══ Extracted material

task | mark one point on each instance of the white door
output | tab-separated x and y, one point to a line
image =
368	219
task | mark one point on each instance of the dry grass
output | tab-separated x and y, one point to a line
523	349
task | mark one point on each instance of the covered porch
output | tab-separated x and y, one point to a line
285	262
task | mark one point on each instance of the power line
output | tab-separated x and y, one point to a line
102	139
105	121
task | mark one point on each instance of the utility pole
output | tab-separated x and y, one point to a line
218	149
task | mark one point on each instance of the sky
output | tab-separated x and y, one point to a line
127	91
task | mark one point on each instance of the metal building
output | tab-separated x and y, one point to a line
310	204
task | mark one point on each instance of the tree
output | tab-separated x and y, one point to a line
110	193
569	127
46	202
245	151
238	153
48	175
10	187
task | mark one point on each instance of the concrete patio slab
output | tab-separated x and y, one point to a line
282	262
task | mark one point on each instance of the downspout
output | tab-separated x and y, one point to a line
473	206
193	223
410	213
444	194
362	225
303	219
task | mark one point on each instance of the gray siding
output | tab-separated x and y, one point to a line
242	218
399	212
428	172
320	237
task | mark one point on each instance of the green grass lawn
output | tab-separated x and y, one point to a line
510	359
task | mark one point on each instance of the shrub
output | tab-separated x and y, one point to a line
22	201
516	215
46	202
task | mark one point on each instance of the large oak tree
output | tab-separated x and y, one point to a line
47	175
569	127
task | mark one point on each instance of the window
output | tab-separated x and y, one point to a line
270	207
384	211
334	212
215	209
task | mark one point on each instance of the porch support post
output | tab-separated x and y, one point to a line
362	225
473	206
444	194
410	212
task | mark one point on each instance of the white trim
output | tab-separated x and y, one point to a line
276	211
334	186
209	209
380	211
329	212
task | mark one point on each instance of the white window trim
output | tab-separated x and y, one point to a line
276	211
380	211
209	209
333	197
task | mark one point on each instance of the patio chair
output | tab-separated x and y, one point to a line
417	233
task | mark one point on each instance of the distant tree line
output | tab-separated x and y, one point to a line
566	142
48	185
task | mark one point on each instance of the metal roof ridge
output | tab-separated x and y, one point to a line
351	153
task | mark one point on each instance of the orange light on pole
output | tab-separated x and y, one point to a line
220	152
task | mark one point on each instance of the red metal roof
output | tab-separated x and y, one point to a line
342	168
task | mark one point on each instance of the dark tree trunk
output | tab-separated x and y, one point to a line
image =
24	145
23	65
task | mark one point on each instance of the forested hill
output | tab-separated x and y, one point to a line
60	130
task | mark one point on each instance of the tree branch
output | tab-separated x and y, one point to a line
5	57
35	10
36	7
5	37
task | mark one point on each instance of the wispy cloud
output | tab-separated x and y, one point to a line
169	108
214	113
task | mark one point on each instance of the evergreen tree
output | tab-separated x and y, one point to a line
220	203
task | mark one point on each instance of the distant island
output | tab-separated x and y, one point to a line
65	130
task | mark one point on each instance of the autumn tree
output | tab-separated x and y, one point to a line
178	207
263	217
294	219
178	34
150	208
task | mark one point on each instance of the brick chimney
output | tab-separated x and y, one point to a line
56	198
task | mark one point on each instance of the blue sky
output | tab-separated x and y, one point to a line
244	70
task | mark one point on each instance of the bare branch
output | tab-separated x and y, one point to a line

════

Retype all the records, matching them exactly.

task | mark one point on each instance of the white door
output | tab-separated x and y, one point to a line
image =
368	219
task | mark one point on each instance of the dry grass
output | tab-separated x and y, one point to a line
523	349
task | mark one point on each instance of the covered porch
output | tab-separated x and y, one point to a line
285	262
task | mark one point on each instance of the power line
output | tab-separated x and y, one point to a line
102	139
105	121
task | mark one point on each instance of the utility pole
output | tab-separated x and y, one point to a line
218	149
task | mark one point on each instance of the sky
output | tab-separated x and y, one point to a line
127	91
task | mark one point on each instance of the metal building
output | tab-separated x and y, one point to a line
310	204
task | mark one point on each instance of the tree
output | tab-separated x and y, one point to a line
110	193
569	127
46	202
245	151
238	153
48	175
10	187
task | mark one point on each instance of the concrete patio slab
output | tab-separated x and y, one point to a line
282	262
task | mark one point on each instance of the downspout
output | tab-separated x and y, one point to a line
473	206
193	223
410	213
444	194
362	225
303	219
task | mark one point on each instance of the gray siding
output | tab-separated x and y, one point to a line
242	218
399	212
428	172
320	237
task | mark one point on each instance of the green grass lawn
output | tab-separated x and y, one point to a line
510	359
task | mark one point on each instance of the shrub
output | tab-separated x and y, one point to a line
22	201
516	215
46	202
task | mark one point on each instance of the large oak tree
output | tab-separated x and y, one point to a line
47	175
569	127
task | mark one point on each instance of the window
output | tab-separated x and y, one point to a line
270	207
384	211
334	212
215	209
task | mark one point on each instance of the porch support post
output | tab-separated x and y, one point to a line
362	225
473	206
444	194
410	212
task | mark one point on each instance of the white trim
output | tab-separated x and y, one point to a line
276	211
334	186
209	209
380	211
329	212
task | mark one point on each instance of the white window trim
output | tab-separated x and y, one point to a line
276	211
380	211
209	209
333	197
task | mark one point on each instance of the patio chair
output | tab-separated x and y, one point to a line
417	233
task | mark one point on each instance of the distant tree line
output | tab-separated x and y, one point to a line
566	142
48	185
task | mark one point on each instance of the metal roof ridge
output | tab-separated x and y, one point to a line
351	153
task | mark one point on each instance of the orange light on pole
output | tab-separated x and y, one point to a line
220	152
task | mark one point on each instance of the red metal roof
output | tab-separated x and y, one point to a line
342	168
task | mark one point on each instance of the dark tree trunk
output | tab-separated x and y, one point to a line
image =
24	145
23	65
task | mark one point on each instance of the forested hill
output | tab-separated x and y, one point to a line
60	130
task | mark one point on each instance of the tree branch
output | tab-separated x and y, one point to a line
5	57
35	10
36	7
5	37
task | mark one point on each instance of the wispy cloud
output | tab-separated x and y, one point to a line
169	108
214	113
task | mark one point on each instance of the evergreen tree
output | tab-separated x and y, one point to a line
220	203
task | mark one point on each instance of the distant island
output | tab-separated x and y, one point to a line
65	130
task | mark one point on each instance of the autumn tree
output | tab-separated x and y, one point to a line
178	207
263	217
294	219
178	34
150	208
task | mark one point on each instance of the brick chimney
output | tab-separated x and y, one point to a line
56	198
task | mark one point on each instance of the blue sky
output | tab-separated x and y, one point to a line
244	70
task | mark one point on each instance of the bare branch
output | tab-separated x and y, one point to a line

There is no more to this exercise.